Given passage:
────────────────────────────────────────
Edward Walsh (1756 – 7 February 1832) was an Irish physician.

==Biography==
Walsh was born in 1756 in Waterford. He was the eldest son of John Walsh, a merchant, of Ballymountain House, co. Waterford. Robert Walsh was his younger brother. After early education at Waterford, he studied medicine at Edinburgh and at Glasgow, where he graduated M.D. in 1791. Before leaving Waterford he founded a literary society there, an account of which by him appeared anonymously in the ‘British Magazine,’ 1830 (ii. 99–105). A poem by him gained a prize of a silver medal offered by this society, and on being appropriated some years after by one of the competitors for the Dublin College Historical Society medal was also successful (Brit. Mag. ii. 100). In 1792 Walsh published a poem, ‘The Progress of Despotism: a Poem on the French Revolution,’ which was dedicated to Charles James Fox. In the ‘Anthologia Hibernica’ he published about the same time a proposal for a universal alphabet. While a student in Edinburgh he published several sketches of some merit, one of which (a view of the side of Calton Hill on which a facial resemblance to Nelson could at that time be traced) appeared in ‘Ackerman's Repository.’

Walsh began his professional career as medical officer on a West Indian packet. He was afterwards physician to the forces in Ireland, being present at the battles in Wexford in 1798, and at the surrender of Humbert at Ballinamuck. He also served in Holland in 1799, and at the attack on Copenhagen (2 April 1801), where his hand was shattered. He was afterwards sent with the 49th regiment to Canada, where he spent some years studying Indian life. He collected a vast amount of information for a statistical history of Canada, but never published the work. He was present during most of the battles in the Peninsular war, and at Waterloo, and also served in the Walcheren expedition. He held for some time the post of president of the medical board at Ostend. He died on 7 February 1832 at Summerhill, Dublin.
────────────────────────────────────────
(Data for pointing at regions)
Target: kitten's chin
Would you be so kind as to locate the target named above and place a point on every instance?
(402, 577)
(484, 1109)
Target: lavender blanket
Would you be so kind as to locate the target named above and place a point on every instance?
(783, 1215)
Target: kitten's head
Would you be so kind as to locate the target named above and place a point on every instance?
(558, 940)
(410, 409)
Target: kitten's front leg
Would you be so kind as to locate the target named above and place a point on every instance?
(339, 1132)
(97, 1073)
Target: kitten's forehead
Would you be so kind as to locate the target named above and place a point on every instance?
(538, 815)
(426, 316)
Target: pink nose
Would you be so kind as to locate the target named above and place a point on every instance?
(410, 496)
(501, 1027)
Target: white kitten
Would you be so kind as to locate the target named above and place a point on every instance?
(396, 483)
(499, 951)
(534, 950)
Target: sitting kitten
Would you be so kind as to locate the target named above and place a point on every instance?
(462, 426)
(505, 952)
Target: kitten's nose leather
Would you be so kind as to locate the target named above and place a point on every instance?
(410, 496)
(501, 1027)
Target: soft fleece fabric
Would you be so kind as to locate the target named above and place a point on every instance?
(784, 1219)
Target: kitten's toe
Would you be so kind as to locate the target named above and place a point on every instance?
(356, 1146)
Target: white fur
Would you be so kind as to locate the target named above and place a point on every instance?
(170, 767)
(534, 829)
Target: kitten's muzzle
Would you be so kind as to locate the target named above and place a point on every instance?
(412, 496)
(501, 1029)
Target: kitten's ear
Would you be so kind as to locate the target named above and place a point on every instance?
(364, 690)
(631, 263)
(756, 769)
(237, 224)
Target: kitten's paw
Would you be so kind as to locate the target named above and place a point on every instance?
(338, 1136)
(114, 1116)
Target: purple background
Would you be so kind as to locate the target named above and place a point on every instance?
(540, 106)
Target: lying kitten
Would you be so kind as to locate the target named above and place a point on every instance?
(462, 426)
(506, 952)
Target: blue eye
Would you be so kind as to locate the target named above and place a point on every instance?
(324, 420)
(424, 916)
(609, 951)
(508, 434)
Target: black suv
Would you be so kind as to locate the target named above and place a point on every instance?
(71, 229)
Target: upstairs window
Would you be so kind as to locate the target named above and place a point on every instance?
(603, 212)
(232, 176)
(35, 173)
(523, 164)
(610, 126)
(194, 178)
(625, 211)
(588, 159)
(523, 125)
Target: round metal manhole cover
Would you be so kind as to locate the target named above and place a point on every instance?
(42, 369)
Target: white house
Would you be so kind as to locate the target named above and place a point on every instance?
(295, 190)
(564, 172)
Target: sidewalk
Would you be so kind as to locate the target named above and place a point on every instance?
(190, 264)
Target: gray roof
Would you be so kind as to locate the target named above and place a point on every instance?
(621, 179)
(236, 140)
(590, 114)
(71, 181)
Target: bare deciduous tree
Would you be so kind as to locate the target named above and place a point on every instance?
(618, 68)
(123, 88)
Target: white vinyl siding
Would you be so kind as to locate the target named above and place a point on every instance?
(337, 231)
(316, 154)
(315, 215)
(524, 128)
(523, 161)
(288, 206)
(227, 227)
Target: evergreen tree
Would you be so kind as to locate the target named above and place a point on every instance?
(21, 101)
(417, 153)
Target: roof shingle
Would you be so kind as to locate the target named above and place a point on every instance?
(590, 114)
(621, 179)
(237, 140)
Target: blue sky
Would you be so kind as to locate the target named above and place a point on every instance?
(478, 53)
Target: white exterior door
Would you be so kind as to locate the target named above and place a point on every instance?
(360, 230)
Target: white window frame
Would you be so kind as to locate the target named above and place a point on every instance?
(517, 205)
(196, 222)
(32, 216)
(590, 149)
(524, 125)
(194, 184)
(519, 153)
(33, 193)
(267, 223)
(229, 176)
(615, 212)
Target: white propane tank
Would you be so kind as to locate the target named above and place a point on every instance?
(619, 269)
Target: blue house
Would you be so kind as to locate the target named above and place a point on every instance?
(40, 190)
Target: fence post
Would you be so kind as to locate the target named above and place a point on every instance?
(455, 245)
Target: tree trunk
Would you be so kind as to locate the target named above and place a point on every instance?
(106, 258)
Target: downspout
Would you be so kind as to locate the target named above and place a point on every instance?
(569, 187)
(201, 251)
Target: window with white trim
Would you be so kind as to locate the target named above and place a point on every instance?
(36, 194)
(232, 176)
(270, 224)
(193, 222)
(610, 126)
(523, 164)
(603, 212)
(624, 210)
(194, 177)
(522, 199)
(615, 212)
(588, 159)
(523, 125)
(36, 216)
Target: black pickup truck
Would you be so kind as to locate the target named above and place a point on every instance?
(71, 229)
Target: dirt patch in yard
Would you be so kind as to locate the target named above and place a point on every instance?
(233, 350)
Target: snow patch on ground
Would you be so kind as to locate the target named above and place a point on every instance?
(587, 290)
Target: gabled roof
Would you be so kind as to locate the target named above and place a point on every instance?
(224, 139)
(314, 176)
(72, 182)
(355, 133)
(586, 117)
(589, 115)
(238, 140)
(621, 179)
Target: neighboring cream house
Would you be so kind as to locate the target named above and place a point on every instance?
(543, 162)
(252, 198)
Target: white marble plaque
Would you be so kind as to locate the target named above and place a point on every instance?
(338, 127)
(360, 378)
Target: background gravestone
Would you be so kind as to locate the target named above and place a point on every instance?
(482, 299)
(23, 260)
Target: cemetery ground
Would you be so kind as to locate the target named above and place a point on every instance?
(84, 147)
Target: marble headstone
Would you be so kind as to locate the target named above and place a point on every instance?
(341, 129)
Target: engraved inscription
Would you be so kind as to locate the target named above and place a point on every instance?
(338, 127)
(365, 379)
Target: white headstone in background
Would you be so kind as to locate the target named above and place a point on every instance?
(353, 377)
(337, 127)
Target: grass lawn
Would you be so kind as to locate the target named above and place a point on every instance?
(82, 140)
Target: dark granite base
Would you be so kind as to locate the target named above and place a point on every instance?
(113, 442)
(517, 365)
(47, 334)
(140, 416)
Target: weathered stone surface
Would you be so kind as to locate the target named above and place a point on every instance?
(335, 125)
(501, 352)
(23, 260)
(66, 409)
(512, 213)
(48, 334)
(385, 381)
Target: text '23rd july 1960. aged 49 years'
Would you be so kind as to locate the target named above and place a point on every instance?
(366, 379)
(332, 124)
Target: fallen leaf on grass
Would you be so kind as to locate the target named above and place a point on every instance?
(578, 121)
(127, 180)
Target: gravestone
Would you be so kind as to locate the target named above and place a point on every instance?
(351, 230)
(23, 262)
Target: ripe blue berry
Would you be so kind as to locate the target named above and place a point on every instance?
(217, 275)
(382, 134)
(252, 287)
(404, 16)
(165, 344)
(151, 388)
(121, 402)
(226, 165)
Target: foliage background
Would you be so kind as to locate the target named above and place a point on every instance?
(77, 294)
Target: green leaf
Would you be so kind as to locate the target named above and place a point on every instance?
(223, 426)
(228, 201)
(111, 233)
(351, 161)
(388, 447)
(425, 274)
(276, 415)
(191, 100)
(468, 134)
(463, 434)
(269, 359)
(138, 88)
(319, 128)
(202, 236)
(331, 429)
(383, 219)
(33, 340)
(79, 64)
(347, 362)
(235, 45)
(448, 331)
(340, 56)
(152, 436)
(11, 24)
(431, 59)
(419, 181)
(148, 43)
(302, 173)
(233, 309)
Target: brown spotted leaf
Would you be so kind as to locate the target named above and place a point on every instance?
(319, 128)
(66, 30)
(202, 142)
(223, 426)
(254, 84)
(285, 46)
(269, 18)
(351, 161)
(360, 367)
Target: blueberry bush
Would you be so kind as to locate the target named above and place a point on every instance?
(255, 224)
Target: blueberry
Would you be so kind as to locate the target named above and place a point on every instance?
────────────────────────────────────────
Assigned task 1: Reproduce the Edward Walsh biography word for word from "Walsh began his" to "at Summerhill, Dublin.".
Assigned task 2: Write what comes next in the Edward Walsh biography, starting after its final sentence.

Your response 1:
Walsh began his professional career as medical officer on a West Indian packet. He was afterwards physician to the forces in Ireland, being present at the battles in Wexford in 1798, and at the surrender of Humbert at Ballinamuck. He also served in Holland in 1799, and at the attack on Copenhagen (2 April 1801), where his hand was shattered. He was afterwards sent with the 49th regiment to Canada, where he spent some years studying Indian life. He collected a vast amount of information for a statistical history of Canada, but never published the work. He was present during most of the battles in the Peninsular war, and at Waterloo, and also served in the Walcheren expedition. He held for some time the post of president of the medical board at Ostend. He died on 7 February 1832 at Summerhill, Dublin.

Your response 2:
He published a ‘Narrative of the Expedition to Holland’ (London, 1800, 4to), and a collection of poems entitled ‘Bagatelles’ (1793); and wrote for the ‘Edinburgh Medical Journal,’ the ‘Amulet,’ &c. A portrait of him was painted by John Comerford, and an engraving of it appeared in the ‘Dublin University Magazine’ (1834, vol. iii.).